§ Text
____

I need to merge two data frames by the species columns (present in both data frames) and add the mean values from two other two columns of the data frame 2 (df2).
Example:
df1 <- as.data.frame(rbind("A","B","C"))
colnames(df1) <- "species"
df1 <-
species
A
B
C
a <- rbind(replicate(2,sample(1:5,5,rep=TRUE)))
b <- rbind(replicate(2,sample(2:8,10,rep=TRUE)))
c <- rbind(replicate(2,sample(4:11,6,rep=TRUE)))
a1 <- cbind(replicate(5, "A"),a)
b1 <- cbind(replicate(10, "B"),b)
c1 <- cbind(replicate(6, "C"),c)
df2 <- as.data.frame(rbind(a1,b1,c1))
colnames(df2) <- c("species", "variable1", "variable2")
df2[, c(2:3)] <- sapply(df2[, c(2:3)], as.numeric)
df2 <-
species variable1 variable2
A 4 3
A 3 4
A 5 4
A 3 3
A 1 4
B 6 7
B 8 5
B 5 8
B 3 5
B 2 2
B 5 7
B 5 7
B 4 3
B 4 2
B 6 7
C 11 4
C 10 9
C 6 5
C 6 10
C 8 11
C 6 4
The outcome I'm looking for is the following:
result_df <-
mean_variable1 mean_variable2
A X X
B X X
C X X
I need the mean of the two variables for each species of the df1 (A, B and C).
Any idea on how to do this maybe using dplyr?
I think the below would work? If you need to join on multiple character columns that exist in both, can do by = c("var1", "var2", ...)
result_df <- df2 %>% group_by(species) %>%
summarize(mean_variable1 = mean(variable1)
,mean_variable2 = mean(variable2)) %>%
inner_join(df1, by = c("species"))

____

§ Stored rows
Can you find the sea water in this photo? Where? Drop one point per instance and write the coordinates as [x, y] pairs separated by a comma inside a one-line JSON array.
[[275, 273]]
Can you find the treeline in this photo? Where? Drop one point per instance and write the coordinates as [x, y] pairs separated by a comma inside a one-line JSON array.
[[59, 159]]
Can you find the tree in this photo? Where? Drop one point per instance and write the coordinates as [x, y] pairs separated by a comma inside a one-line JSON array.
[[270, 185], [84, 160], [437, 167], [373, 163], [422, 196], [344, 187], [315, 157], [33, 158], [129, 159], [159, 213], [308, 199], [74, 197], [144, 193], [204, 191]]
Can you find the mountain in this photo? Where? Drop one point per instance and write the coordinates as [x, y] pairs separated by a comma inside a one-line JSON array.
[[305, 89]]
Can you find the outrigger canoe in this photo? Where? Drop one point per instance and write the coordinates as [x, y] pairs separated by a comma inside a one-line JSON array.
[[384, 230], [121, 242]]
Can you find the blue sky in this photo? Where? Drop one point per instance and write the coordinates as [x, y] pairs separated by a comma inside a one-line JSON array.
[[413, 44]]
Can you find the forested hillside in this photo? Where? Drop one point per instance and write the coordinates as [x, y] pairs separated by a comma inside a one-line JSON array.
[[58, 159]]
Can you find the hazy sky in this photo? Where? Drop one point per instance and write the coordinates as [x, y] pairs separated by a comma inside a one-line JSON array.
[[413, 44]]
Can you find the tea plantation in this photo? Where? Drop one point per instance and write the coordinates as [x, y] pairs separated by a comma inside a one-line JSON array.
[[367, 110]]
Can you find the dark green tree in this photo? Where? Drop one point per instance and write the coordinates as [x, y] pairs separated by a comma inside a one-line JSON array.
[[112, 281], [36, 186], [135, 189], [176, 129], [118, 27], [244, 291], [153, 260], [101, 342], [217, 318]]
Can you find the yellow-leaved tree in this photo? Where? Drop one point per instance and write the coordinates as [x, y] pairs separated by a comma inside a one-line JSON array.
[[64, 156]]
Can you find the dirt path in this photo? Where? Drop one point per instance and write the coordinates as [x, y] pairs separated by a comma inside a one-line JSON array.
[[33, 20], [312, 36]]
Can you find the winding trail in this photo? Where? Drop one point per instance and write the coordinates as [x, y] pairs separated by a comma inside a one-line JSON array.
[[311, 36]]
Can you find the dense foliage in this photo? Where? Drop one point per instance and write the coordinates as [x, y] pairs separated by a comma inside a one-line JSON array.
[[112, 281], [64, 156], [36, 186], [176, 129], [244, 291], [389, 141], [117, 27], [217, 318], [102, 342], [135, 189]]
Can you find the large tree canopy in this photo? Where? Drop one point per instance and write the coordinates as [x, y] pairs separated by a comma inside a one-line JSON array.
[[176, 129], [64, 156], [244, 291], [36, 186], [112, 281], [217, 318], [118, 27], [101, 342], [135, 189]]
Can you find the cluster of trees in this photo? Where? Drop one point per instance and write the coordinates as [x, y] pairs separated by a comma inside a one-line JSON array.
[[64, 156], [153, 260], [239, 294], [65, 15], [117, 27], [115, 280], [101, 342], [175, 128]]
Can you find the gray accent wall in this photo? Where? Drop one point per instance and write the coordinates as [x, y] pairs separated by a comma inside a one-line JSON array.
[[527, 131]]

____

§ Tasks for this exercise
a – Duplicate the part of the R data frame thread between "b <- rbind(replicate(2,sample(2:8,10,rep=TRUE)))" and "sapply(df2[, c(2:3)], as.numeric)", inclusive.
b – List every function called in the R data frame thread's last code block, the one that builds result_df by chaining steps with %>%.
The entries have no connection to the R data frame thread.

§ Answers by task
a –
b <- rbind(replicate(2,sample(2:8,10,rep=TRUE)))
c <- rbind(replicate(2,sample(4:11,6,rep=TRUE)))
a1 <- cbind(replicate(5, "A"),a)
b1 <- cbind(replicate(10, "B"),b)
c1 <- cbind(replicate(6, "C"),c)
df2 <- as.data.frame(rbind(a1,b1,c1))
colnames(df2) <- c("species", "variable1", "variable2")
df2[, c(2:3)] <- sapply(df2[, c(2:3)], as.numeric)

b – group_by, summarize, mean, inner_join, c